● Task instructions
Your output should be the entries below, exact in every detail.

● Exercise material
-*-*-
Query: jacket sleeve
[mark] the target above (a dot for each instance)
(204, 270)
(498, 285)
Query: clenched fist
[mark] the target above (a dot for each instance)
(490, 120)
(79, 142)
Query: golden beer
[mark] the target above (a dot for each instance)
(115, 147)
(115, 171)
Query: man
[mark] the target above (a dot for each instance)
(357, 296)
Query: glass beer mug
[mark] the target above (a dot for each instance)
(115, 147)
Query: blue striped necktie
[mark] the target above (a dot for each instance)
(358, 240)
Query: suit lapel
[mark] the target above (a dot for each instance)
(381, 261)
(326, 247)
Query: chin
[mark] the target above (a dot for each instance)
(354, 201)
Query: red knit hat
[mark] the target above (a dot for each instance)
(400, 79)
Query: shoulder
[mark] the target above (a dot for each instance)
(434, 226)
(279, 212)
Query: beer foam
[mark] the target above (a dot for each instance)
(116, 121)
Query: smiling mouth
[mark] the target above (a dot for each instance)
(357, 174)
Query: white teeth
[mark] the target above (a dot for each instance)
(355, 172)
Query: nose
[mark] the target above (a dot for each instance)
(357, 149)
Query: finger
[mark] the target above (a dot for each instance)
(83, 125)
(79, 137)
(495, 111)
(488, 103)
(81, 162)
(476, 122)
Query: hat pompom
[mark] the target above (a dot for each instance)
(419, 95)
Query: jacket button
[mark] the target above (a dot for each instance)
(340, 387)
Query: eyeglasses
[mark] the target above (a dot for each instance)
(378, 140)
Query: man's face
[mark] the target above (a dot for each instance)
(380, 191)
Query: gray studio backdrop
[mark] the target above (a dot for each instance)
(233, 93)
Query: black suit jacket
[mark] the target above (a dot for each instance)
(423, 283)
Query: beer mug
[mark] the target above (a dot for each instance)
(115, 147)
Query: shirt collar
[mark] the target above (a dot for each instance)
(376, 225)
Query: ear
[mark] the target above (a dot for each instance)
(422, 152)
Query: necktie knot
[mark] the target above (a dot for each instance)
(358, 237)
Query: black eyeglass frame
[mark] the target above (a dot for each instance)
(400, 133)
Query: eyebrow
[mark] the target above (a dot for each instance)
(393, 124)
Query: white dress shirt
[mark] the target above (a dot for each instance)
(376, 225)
-*-*-
● Solution below
Query: jacket sleeve
[mark] the target above (a dot for each instance)
(204, 270)
(498, 285)
Query: clenched fist
[mark] the target above (a dot for each instance)
(490, 120)
(79, 142)
Query: golden beer
[mark] the target above (a dot for each instance)
(115, 147)
(115, 171)
Query: man
[mark] the target above (a dot for each instance)
(357, 296)
Query: glass beer mug
[mark] the target above (a dot for each instance)
(115, 147)
Query: blue striped necktie
[mark] the target above (a dot for each instance)
(358, 240)
Query: suit lapel
[mark] the target above (a dot for each instance)
(381, 261)
(326, 247)
Query: chin
[mark] the target above (a dot for each instance)
(354, 201)
Query: red knit hat
[mark] the target above (a dot for each instance)
(400, 79)
Query: shoulder
[mark] the target above (a dot for each instance)
(434, 226)
(279, 212)
Query: beer foam
[mark] the target above (a dot for each instance)
(116, 121)
Query: smiling mouth
[mark] the target above (a dot for each instance)
(357, 174)
Query: white teeth
[mark] the target above (a dot for each instance)
(355, 172)
Query: nose
[mark] the target above (a dot for each instance)
(357, 149)
Query: finger
[mark] the target above (a dot for each instance)
(83, 125)
(79, 137)
(495, 111)
(488, 103)
(81, 162)
(476, 122)
Query: hat pompom
[mark] the target above (a dot for each instance)
(419, 95)
Query: jacket button
[mark] the target above (a dot for each instance)
(340, 387)
Query: eyeglasses
[mark] the target above (a dot for each instance)
(378, 140)
Query: man's face
[mark] the target above (a dot for each instance)
(380, 191)
Query: gray studio backdrop
[mark] the target above (a dot for each instance)
(233, 93)
Query: black suit jacket
[mark] the target above (a dot for each instance)
(423, 283)
Query: beer mug
[mark] the target above (a dot for each instance)
(115, 147)
Query: shirt collar
[mark] the target above (a dot for each instance)
(376, 225)
Query: ear
[mark] the target above (a dot for each instance)
(422, 152)
Query: necktie knot
[mark] the target above (a dot for each instance)
(358, 237)
Query: black eyeglass frame
[mark] the target above (a dot for each instance)
(400, 133)
Query: eyebrow
[mark] the target above (a dot for each instance)
(393, 124)
Query: white dress shirt
[mark] the target above (a dot for each instance)
(376, 225)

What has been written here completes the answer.